• WHAT TO WORK ON:
(a) Name each ELF section that the partitioning RFC mentions.
(b) Please echo the stretch of the partitioning RFC from "We looking forward" through "of module-internal data.", word for word.
(c) Carry on the partitioning RFC from the point where it stops.

• EXERCISE PASSAGE:
# # # # # # #

Hi folks,
In this RFC, we present profile-guided static data partitioning, to segregate data in binary ELF sections based on access frequency.
We looking forward to your feedback, during the holiday season or in the new year!
Authors: Mingming Liu (mingmingl@google.com), Snehasish Kumar (snehasishk@google.com), David Xinliang Li (davidxl@google.com)
Summary
Observing that it’s generally complex to capture indirect data accesses with code analysis and that not all compiler-generated data are symbolizable by design, this work uses a hybrid approach. It generates data access profiles to partition symbolizable data, and uses PGO profiles to infer hotness of module-internal data.
- The data access profiles are collected from production binaries and used to optimize binary in new releases. They are generated from symbolized memory accessing events and represented as a new payload section in memory profiles (MemProf). They are used at compile time to partition hot and cold data. This approach covers the data that are tracked by an executable’s symbol table.
- The rest of data are those with temporary, non-linker retained symbols and not symbolizable out of the box. This approach implements code analysis within an IR module to infer data hotness, with the goal to split cold data out with high confidence. Either instrumented or sampled PGO profiles will be used for code analysis.
A prototype over .rodata
section partitioning shows 0.3% throughput improvement for a large internal benchmark. Additional opportunities exist in other data sections like .data.rel.ro
.data
and .bss
. In addition, we are exploring fine-grained tuning to model the data access affinity to further improve locality.

# # # # # # #

• MATERIAL SUPPLIED:
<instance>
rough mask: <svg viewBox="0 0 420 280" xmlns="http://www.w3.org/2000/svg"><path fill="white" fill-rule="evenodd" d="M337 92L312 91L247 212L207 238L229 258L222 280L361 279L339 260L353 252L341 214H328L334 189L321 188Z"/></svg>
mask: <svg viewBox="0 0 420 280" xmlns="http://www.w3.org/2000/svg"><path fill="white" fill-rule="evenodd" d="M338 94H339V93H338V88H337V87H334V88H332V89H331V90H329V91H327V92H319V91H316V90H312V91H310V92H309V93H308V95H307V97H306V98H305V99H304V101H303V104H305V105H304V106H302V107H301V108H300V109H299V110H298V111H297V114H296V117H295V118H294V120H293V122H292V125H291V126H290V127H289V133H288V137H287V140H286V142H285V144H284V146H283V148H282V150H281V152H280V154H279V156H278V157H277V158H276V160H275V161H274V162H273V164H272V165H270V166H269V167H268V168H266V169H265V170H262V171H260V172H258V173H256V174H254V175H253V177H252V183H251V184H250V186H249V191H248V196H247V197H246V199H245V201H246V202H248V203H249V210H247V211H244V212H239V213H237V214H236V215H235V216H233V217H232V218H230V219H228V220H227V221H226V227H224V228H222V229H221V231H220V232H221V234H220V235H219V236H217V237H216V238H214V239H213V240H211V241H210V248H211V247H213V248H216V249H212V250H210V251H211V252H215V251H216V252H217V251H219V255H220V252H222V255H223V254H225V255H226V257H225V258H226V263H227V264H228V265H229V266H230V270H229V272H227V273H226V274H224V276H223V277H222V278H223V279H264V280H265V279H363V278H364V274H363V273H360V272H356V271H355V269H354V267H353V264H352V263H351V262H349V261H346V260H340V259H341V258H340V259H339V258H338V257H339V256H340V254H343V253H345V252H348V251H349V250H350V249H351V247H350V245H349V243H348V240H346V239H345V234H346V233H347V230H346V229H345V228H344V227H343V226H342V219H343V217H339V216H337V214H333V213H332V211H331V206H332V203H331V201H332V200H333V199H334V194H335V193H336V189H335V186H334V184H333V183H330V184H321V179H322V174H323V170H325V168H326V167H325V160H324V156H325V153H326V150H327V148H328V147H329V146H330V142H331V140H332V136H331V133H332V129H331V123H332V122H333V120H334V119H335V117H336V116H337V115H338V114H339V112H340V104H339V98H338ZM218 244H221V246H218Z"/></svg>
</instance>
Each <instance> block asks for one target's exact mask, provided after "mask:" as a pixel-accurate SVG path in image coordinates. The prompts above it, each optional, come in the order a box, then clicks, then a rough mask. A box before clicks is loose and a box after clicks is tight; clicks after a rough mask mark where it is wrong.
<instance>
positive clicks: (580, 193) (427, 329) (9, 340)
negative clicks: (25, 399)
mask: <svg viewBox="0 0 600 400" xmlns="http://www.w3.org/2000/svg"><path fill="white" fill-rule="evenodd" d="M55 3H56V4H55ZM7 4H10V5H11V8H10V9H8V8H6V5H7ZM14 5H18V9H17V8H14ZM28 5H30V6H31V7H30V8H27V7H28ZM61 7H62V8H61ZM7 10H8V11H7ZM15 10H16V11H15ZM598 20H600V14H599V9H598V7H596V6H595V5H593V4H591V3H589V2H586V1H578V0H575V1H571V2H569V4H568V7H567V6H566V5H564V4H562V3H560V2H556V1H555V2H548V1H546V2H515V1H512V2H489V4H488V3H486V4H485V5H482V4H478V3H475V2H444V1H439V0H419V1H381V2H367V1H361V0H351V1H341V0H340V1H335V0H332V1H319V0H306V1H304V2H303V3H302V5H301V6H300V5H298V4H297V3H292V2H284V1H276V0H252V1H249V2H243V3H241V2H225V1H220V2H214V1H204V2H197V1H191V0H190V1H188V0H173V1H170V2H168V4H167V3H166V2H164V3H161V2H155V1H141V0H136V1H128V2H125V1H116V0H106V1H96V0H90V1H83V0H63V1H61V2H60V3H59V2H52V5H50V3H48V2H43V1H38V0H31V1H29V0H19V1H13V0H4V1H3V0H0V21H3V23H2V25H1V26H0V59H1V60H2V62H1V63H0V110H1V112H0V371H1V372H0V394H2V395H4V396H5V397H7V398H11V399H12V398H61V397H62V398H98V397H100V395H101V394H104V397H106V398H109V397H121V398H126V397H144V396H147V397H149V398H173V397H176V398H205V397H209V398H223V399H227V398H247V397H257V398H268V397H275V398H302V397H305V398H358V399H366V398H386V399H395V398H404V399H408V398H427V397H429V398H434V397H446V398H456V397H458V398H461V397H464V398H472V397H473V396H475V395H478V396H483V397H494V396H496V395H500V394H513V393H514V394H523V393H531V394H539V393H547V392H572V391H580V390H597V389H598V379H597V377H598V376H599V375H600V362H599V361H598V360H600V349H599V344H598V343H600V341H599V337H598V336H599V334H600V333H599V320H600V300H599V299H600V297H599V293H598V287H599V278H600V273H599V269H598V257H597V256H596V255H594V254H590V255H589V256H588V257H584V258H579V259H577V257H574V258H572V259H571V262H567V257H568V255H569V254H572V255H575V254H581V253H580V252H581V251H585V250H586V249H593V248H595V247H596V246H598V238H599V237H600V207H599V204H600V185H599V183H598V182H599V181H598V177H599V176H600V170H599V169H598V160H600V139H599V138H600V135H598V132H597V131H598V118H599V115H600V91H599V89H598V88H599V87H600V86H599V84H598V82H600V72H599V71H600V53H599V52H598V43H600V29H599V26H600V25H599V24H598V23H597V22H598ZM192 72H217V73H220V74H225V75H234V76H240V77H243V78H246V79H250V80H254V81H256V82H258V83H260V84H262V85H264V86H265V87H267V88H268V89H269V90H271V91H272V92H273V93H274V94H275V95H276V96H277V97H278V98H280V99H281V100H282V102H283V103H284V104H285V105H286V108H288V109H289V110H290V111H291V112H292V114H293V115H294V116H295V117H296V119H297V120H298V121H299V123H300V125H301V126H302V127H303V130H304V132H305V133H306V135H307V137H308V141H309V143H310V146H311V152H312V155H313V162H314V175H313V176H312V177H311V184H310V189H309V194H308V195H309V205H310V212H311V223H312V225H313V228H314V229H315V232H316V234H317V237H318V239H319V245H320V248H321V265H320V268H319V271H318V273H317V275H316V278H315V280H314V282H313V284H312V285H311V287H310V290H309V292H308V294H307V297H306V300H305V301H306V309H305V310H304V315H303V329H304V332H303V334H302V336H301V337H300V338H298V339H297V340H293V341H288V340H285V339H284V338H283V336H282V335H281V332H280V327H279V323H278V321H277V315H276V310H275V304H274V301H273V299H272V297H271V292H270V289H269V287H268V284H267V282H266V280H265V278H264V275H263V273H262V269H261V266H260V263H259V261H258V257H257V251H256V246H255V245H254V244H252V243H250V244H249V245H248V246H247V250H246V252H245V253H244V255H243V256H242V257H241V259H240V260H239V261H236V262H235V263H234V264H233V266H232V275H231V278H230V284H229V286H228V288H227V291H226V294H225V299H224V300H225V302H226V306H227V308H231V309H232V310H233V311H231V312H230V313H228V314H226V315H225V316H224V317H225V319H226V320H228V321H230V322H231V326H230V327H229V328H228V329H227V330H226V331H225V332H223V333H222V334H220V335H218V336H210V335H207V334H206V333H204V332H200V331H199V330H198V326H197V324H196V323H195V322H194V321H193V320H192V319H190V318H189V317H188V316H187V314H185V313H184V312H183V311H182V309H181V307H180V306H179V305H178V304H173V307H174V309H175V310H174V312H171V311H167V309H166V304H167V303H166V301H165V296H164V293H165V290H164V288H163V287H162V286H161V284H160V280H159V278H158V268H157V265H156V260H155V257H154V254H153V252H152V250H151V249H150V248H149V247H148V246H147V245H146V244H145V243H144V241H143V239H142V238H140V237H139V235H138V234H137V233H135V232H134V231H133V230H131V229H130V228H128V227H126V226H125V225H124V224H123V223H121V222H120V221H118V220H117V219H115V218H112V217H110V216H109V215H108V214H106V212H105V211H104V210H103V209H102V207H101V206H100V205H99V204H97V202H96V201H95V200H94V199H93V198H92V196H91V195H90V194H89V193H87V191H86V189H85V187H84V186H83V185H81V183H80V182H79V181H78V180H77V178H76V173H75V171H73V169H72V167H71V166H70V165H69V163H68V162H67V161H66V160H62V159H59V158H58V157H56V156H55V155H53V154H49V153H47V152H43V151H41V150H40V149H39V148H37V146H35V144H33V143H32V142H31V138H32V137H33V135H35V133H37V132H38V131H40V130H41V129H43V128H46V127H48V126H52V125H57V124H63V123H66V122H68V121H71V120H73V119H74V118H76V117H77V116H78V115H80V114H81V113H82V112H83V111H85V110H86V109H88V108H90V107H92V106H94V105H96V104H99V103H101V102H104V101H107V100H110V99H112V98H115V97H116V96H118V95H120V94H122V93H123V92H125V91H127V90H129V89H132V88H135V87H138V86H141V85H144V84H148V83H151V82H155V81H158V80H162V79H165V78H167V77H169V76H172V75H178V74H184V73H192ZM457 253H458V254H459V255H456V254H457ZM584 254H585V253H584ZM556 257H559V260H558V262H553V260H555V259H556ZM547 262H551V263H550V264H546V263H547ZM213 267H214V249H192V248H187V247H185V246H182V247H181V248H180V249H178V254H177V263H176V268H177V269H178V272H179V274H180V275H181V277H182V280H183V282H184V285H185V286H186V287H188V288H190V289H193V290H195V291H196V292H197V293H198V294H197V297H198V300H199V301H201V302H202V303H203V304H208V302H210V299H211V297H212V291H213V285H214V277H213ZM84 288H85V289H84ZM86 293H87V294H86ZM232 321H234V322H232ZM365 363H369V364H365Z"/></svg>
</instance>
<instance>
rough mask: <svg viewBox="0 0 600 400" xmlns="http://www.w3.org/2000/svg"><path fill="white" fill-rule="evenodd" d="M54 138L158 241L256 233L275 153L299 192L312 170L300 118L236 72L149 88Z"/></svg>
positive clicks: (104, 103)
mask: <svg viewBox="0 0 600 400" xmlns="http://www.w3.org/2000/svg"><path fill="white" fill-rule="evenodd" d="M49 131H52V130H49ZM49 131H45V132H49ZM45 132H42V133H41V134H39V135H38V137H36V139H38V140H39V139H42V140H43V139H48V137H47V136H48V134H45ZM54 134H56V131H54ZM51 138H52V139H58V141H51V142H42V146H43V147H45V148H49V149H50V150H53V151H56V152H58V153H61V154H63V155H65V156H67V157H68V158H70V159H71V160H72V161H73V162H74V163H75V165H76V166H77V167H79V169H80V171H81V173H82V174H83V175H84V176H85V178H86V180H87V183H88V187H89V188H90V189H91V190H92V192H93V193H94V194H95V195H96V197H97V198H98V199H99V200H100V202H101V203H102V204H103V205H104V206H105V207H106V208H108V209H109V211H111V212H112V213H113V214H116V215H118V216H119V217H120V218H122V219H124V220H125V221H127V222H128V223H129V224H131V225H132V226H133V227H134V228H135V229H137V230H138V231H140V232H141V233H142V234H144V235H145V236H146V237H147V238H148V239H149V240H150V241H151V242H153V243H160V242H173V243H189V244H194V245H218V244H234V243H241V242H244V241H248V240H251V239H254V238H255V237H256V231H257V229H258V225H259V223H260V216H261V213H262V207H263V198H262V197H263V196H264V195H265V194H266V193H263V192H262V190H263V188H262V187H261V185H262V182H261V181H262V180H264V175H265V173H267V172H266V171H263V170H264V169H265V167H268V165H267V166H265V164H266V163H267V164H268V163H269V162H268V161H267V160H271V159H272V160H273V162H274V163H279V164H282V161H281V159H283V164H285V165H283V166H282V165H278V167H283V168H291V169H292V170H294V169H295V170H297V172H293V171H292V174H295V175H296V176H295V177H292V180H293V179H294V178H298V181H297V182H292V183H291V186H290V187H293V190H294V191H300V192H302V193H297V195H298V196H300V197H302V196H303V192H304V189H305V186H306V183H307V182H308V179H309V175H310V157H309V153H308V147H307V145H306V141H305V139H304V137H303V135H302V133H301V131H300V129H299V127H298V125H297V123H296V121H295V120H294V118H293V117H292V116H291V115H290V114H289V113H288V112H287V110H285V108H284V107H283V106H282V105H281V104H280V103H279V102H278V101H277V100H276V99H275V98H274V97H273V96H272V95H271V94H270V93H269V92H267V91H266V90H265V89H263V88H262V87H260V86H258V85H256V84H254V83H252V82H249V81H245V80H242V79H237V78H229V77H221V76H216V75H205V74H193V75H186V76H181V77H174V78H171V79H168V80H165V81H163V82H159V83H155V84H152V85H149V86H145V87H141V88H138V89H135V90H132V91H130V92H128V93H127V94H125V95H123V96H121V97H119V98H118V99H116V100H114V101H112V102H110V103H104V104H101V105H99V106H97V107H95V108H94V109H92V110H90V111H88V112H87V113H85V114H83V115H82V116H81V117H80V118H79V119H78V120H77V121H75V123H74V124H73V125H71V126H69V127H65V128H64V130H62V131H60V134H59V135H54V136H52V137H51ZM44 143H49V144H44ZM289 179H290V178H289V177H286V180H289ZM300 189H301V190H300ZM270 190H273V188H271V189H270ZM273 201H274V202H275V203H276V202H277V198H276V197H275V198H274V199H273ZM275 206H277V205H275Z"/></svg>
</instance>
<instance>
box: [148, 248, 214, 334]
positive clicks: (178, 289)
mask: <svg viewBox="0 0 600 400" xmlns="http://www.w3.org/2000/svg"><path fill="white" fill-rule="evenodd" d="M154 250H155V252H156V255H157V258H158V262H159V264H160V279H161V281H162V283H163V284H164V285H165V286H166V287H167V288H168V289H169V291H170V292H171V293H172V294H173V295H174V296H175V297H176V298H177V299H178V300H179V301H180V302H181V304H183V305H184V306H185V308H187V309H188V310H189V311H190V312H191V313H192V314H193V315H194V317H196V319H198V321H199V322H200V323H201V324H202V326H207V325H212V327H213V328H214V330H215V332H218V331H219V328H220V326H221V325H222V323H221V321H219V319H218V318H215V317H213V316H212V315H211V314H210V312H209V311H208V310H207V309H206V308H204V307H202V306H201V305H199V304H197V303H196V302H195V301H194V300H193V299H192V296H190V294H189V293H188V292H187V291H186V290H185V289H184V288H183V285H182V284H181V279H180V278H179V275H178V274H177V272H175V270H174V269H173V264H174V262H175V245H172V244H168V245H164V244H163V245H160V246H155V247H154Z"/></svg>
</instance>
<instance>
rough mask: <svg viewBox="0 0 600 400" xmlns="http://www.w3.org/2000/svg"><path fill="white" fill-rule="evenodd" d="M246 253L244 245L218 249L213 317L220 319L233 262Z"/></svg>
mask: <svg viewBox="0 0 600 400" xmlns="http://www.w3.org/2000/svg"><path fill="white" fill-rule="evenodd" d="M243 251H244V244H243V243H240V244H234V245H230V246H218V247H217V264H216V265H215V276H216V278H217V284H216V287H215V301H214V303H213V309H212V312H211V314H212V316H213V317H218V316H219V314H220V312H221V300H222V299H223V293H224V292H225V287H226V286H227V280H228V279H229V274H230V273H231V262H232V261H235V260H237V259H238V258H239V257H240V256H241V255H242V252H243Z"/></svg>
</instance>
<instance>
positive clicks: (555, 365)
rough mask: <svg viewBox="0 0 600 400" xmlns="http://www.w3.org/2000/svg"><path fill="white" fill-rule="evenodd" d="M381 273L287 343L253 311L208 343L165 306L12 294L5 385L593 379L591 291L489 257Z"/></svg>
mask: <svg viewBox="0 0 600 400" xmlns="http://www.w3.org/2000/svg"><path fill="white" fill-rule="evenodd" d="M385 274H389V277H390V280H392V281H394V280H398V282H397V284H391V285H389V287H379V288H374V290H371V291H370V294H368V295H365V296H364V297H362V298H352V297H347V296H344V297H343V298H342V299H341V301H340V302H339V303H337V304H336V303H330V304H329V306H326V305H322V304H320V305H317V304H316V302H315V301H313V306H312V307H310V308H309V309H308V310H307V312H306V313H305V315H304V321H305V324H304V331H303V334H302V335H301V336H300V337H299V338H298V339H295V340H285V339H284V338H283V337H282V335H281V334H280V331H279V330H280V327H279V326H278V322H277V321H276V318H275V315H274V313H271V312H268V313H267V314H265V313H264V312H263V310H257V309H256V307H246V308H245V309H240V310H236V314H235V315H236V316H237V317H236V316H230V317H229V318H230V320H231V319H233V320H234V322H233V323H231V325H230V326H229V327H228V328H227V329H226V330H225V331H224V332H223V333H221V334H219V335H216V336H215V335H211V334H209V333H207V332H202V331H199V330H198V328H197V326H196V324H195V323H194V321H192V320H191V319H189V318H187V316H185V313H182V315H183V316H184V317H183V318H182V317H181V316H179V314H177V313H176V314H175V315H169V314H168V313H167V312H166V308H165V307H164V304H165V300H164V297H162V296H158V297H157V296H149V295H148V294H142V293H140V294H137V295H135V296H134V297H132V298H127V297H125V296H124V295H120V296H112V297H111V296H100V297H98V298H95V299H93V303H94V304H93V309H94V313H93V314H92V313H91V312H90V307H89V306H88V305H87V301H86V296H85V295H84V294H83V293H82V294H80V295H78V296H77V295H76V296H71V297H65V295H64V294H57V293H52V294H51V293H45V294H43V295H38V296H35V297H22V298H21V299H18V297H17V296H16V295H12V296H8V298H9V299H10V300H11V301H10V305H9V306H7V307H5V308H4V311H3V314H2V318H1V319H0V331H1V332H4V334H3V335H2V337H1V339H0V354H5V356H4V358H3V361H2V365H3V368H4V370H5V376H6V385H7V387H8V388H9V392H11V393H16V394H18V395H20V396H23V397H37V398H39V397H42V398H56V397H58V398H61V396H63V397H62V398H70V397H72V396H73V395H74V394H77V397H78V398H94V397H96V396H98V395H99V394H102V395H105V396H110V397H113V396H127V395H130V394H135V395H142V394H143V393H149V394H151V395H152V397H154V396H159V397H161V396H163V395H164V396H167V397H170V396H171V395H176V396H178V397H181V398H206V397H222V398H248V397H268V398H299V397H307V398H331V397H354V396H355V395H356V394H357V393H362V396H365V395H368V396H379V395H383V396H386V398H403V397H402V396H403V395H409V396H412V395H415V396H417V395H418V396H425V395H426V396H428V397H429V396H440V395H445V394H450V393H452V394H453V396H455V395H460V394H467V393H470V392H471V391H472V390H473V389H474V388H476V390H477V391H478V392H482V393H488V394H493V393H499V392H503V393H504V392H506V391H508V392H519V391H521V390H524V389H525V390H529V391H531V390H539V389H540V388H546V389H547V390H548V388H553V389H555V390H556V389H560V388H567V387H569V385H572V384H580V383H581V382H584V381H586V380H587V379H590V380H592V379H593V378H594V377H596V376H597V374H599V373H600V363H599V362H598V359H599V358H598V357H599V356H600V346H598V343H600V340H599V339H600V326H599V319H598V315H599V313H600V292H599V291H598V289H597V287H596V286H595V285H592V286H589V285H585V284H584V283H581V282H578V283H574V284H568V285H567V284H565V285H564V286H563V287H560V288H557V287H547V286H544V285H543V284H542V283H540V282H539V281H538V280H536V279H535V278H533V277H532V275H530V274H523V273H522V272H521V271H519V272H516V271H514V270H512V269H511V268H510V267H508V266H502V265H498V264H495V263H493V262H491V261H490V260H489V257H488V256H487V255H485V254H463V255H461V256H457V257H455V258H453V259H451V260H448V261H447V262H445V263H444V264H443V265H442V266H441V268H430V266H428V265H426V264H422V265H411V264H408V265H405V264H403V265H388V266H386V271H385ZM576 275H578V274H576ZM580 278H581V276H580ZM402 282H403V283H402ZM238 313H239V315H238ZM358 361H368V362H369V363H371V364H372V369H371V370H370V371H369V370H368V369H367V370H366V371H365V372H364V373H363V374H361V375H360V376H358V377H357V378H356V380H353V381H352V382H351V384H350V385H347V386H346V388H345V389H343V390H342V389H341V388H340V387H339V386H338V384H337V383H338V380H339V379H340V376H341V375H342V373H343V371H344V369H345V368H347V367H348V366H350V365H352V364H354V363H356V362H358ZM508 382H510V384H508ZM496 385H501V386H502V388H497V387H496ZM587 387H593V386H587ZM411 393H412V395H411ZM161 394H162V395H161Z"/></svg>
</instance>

# # # # # # #

• WRITTEN ANSWERS:
(a) .rodata, .data.rel.ro, .data, .bss

(b)
We looking forward to your feedback, during the holiday season or in the new year!
Authors: Mingming Liu (mingmingl@google.com), Snehasish Kumar (snehasishk@google.com), David Xinliang Li (davidxl@google.com)
Summary
Observing that it’s generally complex to capture indirect data accesses with code analysis and that not all compiler-generated data are symbolizable by design, this work uses a hybrid approach. It generates data access profiles to partition symbolizable data, and uses PGO profiles to infer hotness of module-internal data.

(c)
This work will focus on ELF and DWARF for platform-specific implementations.
Terminology
-
Read-only data: refers to
.rodata
and.data.rel.ro
sections. -
Static data: include
.data
and.bss
in addition to read-only data sections.
Background
Binaries which are compiled with profile guided optimizations can place code in distinct text sections based on their observed hotness. When the application runs, we map the hot code onto huge pages, improving locality (particularly for the iTLB) while minimizing the number of huge pages required to do so. We apply the same idea to static data contained in the binary.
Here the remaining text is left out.